WHAT THE EXERCISE ASKS:
Find the line that contains "The component shall return one point per instance of the young"; then retype it and each line after it, exactly, through the final line of the data below.

RECORDED INFORMATION:
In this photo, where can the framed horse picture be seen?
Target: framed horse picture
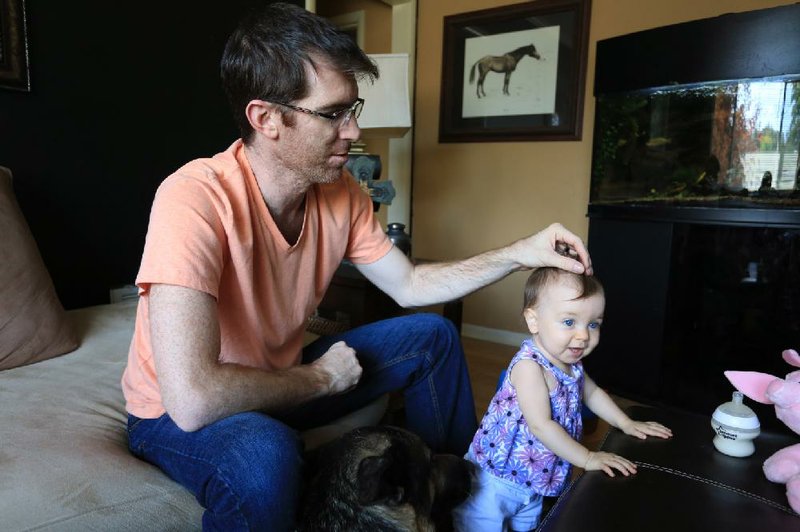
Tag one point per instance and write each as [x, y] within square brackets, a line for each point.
[13, 46]
[515, 73]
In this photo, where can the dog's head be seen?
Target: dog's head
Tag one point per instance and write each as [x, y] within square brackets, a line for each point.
[385, 477]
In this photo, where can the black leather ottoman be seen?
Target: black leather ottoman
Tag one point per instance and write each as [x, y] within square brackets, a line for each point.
[682, 484]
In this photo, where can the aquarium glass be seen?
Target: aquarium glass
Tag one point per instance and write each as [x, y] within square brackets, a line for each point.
[731, 142]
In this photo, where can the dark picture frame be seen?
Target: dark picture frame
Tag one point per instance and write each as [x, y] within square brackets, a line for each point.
[14, 73]
[544, 96]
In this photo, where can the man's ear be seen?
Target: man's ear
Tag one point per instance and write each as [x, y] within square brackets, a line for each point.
[532, 319]
[264, 117]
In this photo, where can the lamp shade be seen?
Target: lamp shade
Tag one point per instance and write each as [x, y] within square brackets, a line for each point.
[386, 111]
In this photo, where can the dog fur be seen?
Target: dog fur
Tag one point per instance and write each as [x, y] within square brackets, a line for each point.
[382, 478]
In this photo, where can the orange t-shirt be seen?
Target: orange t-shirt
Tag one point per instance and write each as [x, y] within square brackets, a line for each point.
[210, 230]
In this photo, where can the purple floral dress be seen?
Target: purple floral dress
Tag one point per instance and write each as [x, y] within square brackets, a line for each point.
[505, 447]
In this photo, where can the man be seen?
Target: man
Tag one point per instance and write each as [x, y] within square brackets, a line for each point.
[240, 250]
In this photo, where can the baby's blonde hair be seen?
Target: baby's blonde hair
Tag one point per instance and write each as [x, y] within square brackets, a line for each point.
[540, 278]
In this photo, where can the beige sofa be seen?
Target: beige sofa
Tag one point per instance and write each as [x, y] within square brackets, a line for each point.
[64, 463]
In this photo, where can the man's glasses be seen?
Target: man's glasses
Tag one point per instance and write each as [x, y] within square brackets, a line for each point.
[339, 118]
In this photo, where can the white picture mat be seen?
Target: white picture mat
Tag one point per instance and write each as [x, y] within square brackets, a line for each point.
[532, 86]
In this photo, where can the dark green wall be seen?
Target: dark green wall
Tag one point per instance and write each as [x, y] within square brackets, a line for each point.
[123, 93]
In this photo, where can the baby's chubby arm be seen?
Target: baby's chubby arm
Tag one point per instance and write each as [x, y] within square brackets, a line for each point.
[534, 401]
[601, 404]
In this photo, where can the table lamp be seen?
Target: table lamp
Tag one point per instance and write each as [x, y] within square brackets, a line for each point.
[386, 114]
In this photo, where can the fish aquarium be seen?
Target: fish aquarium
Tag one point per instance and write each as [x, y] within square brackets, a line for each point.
[726, 143]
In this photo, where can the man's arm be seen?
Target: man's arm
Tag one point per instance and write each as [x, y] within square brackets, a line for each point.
[426, 284]
[197, 389]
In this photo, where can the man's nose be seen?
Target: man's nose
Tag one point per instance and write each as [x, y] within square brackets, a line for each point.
[350, 130]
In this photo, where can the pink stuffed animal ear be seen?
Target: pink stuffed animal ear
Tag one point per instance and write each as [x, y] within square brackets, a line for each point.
[752, 384]
[791, 357]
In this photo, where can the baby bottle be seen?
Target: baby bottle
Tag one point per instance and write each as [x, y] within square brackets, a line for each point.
[736, 426]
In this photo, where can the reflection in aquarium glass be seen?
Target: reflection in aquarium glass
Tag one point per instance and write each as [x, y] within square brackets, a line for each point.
[734, 143]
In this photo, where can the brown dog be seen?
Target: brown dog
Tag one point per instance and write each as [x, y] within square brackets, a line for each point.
[382, 478]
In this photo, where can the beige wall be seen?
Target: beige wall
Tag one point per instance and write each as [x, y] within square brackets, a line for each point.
[470, 197]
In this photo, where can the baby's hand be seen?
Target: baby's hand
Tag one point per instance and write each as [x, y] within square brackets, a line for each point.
[643, 429]
[608, 462]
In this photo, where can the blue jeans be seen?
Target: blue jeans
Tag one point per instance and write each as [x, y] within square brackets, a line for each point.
[245, 470]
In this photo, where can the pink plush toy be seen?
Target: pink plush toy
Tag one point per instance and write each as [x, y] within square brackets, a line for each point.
[784, 465]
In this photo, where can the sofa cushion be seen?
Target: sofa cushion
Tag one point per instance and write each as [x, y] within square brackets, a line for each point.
[33, 325]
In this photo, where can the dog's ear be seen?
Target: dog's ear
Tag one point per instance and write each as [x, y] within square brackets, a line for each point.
[377, 481]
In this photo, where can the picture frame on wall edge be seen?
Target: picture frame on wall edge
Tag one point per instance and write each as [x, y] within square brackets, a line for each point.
[14, 69]
[515, 73]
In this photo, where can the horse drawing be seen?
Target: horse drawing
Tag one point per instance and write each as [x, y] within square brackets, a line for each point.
[504, 64]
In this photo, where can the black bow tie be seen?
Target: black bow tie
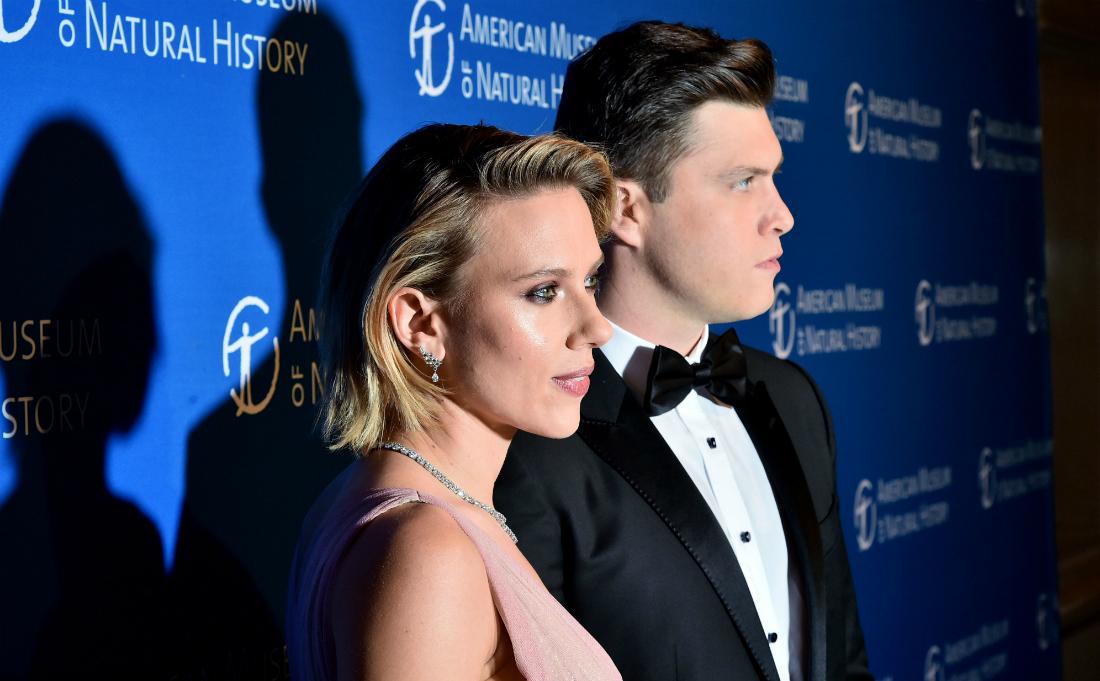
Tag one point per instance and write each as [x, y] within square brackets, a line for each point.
[721, 371]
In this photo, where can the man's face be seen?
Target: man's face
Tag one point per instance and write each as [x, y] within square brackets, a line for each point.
[713, 242]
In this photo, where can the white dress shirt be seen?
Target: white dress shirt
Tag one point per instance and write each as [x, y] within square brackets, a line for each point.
[715, 450]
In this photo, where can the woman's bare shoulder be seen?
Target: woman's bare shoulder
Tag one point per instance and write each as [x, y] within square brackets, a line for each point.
[411, 600]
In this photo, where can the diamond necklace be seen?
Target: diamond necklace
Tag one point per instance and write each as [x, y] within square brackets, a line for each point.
[453, 487]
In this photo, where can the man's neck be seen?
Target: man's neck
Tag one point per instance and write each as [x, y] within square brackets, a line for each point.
[640, 306]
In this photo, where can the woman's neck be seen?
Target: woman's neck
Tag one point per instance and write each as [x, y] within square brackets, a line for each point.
[462, 446]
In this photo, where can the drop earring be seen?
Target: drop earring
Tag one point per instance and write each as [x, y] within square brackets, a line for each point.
[432, 362]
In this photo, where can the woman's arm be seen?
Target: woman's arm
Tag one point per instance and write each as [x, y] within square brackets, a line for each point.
[411, 601]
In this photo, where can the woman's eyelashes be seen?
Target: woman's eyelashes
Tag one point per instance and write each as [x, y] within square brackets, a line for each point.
[546, 293]
[543, 294]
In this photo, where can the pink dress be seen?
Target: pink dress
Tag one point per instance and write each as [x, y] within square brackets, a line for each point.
[548, 643]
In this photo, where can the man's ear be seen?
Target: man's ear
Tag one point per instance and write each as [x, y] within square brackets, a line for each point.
[633, 212]
[418, 321]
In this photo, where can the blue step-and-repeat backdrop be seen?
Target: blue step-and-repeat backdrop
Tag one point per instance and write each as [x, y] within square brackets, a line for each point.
[169, 172]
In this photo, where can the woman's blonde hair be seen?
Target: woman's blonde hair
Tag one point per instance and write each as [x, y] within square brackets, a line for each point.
[413, 223]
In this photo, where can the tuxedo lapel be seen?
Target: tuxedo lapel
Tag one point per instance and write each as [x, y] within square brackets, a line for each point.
[792, 495]
[620, 434]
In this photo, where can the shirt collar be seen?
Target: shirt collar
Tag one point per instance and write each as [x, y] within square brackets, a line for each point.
[630, 355]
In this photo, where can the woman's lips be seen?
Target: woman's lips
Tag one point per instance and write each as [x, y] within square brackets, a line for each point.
[771, 263]
[576, 383]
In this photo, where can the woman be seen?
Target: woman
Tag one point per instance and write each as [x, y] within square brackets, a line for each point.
[479, 319]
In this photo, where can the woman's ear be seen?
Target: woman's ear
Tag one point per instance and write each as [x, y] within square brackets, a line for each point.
[418, 321]
[631, 212]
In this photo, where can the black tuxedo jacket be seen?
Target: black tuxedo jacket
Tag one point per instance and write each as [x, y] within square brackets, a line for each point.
[623, 538]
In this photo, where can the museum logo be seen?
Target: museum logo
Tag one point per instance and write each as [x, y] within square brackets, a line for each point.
[422, 32]
[9, 34]
[241, 343]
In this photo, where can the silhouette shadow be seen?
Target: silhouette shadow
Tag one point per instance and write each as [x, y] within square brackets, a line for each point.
[251, 478]
[81, 580]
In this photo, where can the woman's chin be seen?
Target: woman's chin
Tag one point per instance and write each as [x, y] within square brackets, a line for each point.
[556, 429]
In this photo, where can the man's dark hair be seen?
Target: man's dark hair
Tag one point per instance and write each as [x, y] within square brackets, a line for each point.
[634, 91]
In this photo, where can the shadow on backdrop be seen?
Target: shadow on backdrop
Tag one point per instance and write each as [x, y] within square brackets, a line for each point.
[81, 580]
[251, 478]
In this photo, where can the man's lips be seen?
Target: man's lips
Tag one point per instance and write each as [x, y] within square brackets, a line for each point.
[575, 383]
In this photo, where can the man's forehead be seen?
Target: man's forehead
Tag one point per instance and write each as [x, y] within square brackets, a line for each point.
[736, 135]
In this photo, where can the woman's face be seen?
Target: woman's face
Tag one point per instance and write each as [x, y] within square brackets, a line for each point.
[519, 352]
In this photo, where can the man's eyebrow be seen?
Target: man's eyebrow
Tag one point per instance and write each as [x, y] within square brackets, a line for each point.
[741, 171]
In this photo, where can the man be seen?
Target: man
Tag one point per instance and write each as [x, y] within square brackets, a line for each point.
[691, 525]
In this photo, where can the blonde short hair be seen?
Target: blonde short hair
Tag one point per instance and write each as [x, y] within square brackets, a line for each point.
[413, 223]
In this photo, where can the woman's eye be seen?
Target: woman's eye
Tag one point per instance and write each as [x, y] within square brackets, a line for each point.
[543, 294]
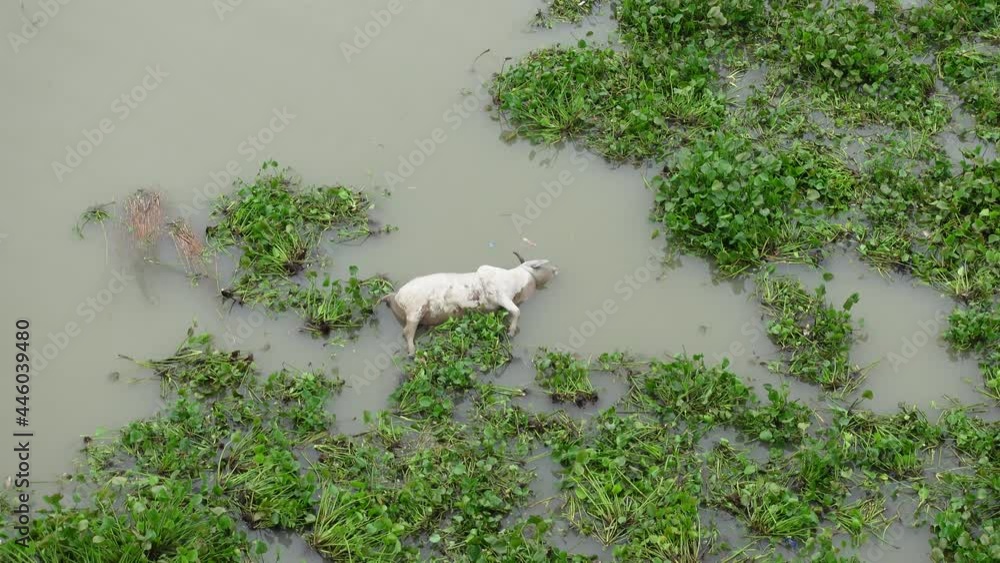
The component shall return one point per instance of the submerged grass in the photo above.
(631, 482)
(977, 329)
(974, 74)
(685, 389)
(564, 377)
(768, 508)
(892, 446)
(198, 366)
(572, 11)
(814, 336)
(138, 519)
(625, 106)
(741, 203)
(447, 361)
(276, 223)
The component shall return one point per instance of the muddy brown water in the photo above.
(186, 90)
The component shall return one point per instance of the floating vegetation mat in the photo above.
(572, 11)
(276, 226)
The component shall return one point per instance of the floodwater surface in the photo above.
(180, 96)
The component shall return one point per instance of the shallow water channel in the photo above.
(185, 95)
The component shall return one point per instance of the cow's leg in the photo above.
(511, 308)
(409, 331)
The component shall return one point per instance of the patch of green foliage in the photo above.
(140, 519)
(631, 482)
(180, 443)
(201, 368)
(333, 305)
(887, 445)
(814, 336)
(685, 389)
(946, 21)
(862, 515)
(669, 24)
(977, 329)
(625, 106)
(572, 11)
(742, 203)
(974, 75)
(975, 439)
(259, 471)
(858, 55)
(781, 422)
(301, 399)
(564, 377)
(463, 485)
(276, 225)
(523, 541)
(94, 214)
(817, 472)
(767, 506)
(352, 525)
(447, 360)
(962, 219)
(966, 526)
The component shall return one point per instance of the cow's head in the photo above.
(541, 270)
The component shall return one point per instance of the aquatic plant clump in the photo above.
(685, 389)
(302, 397)
(138, 519)
(572, 11)
(891, 445)
(814, 336)
(856, 53)
(564, 378)
(741, 204)
(667, 24)
(199, 367)
(974, 74)
(276, 223)
(630, 482)
(625, 106)
(190, 248)
(977, 329)
(144, 216)
(781, 422)
(768, 508)
(98, 214)
(447, 361)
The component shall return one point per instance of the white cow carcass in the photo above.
(435, 298)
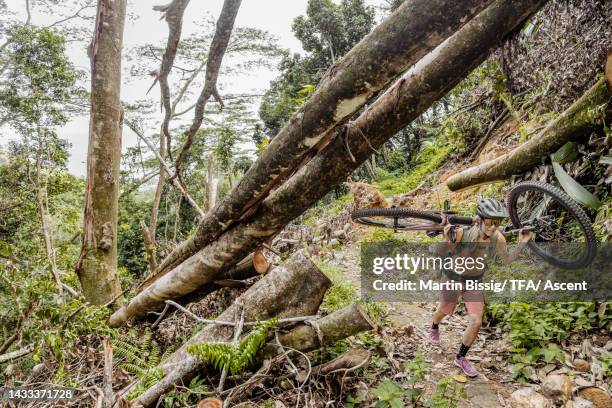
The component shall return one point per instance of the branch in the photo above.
(175, 182)
(225, 24)
(233, 324)
(173, 13)
(75, 15)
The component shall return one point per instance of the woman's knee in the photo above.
(476, 319)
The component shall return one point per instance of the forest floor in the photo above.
(411, 322)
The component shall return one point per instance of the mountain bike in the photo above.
(563, 233)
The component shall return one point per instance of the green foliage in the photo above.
(327, 32)
(140, 356)
(237, 357)
(195, 390)
(130, 246)
(536, 330)
(39, 79)
(448, 394)
(429, 159)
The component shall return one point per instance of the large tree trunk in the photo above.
(211, 185)
(97, 266)
(397, 43)
(582, 117)
(295, 288)
(325, 331)
(403, 102)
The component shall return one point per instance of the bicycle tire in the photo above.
(572, 207)
(361, 216)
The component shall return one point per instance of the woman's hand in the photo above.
(525, 235)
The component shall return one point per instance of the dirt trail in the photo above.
(491, 388)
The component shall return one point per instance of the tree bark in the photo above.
(413, 94)
(211, 185)
(582, 117)
(339, 325)
(97, 265)
(401, 40)
(149, 246)
(295, 288)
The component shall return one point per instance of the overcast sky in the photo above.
(145, 26)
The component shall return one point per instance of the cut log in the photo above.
(328, 330)
(415, 29)
(325, 331)
(242, 270)
(260, 262)
(582, 117)
(97, 264)
(351, 360)
(414, 93)
(608, 71)
(295, 288)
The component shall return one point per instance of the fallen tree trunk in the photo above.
(242, 270)
(416, 28)
(325, 331)
(414, 93)
(295, 288)
(582, 117)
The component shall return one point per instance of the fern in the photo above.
(141, 355)
(236, 356)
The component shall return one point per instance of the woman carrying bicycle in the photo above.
(485, 231)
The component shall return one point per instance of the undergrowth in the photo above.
(237, 357)
(427, 161)
(535, 330)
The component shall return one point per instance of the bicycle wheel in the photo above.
(564, 236)
(404, 219)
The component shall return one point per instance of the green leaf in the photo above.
(566, 154)
(605, 160)
(574, 189)
(5, 251)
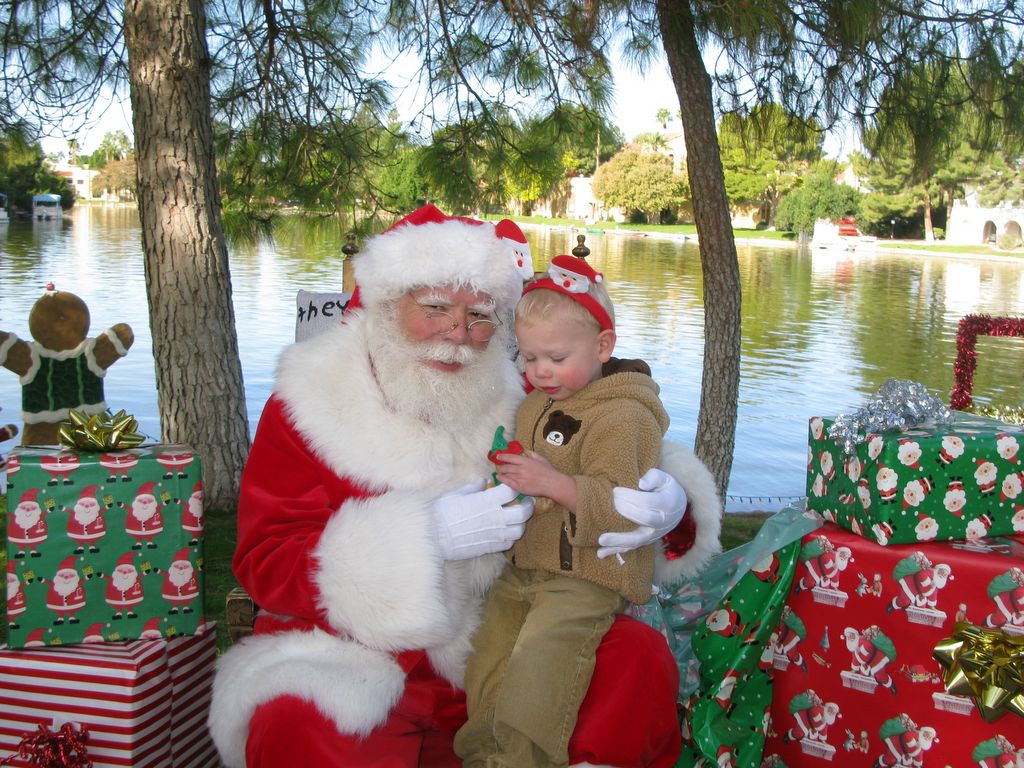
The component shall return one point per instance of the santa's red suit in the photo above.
(119, 596)
(68, 603)
(180, 594)
(359, 648)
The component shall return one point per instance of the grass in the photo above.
(220, 540)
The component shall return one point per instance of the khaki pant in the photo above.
(531, 664)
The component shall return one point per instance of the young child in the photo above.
(545, 616)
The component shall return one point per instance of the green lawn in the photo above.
(221, 539)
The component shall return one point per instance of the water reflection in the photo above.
(821, 330)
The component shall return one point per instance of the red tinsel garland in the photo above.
(971, 327)
(44, 749)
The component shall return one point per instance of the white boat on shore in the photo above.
(46, 207)
(841, 236)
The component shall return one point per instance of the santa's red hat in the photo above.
(147, 487)
(428, 249)
(518, 249)
(35, 638)
(30, 496)
(127, 558)
(573, 278)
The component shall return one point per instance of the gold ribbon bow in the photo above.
(986, 665)
(100, 431)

ANSWER TO THIS TASK:
The component shall return one point per instance of the young child in the photo above.
(545, 616)
The component shall return one point per instance of the green lawn in the photo above.
(221, 539)
The component shall return one point per instance of the water reflection in the photo above.
(821, 330)
The component shall return one point per instance of the red tinsel garland in the photo above.
(971, 327)
(44, 749)
The component shall return one point per instance of the white boat on shore in the photo above.
(46, 207)
(841, 236)
The component shall return one point per instance of the santa's red hat in the photo above.
(147, 487)
(428, 249)
(518, 249)
(35, 638)
(30, 496)
(127, 558)
(573, 278)
The component shall return one point per instance of the gold ribbon bow in the photo above.
(986, 665)
(100, 431)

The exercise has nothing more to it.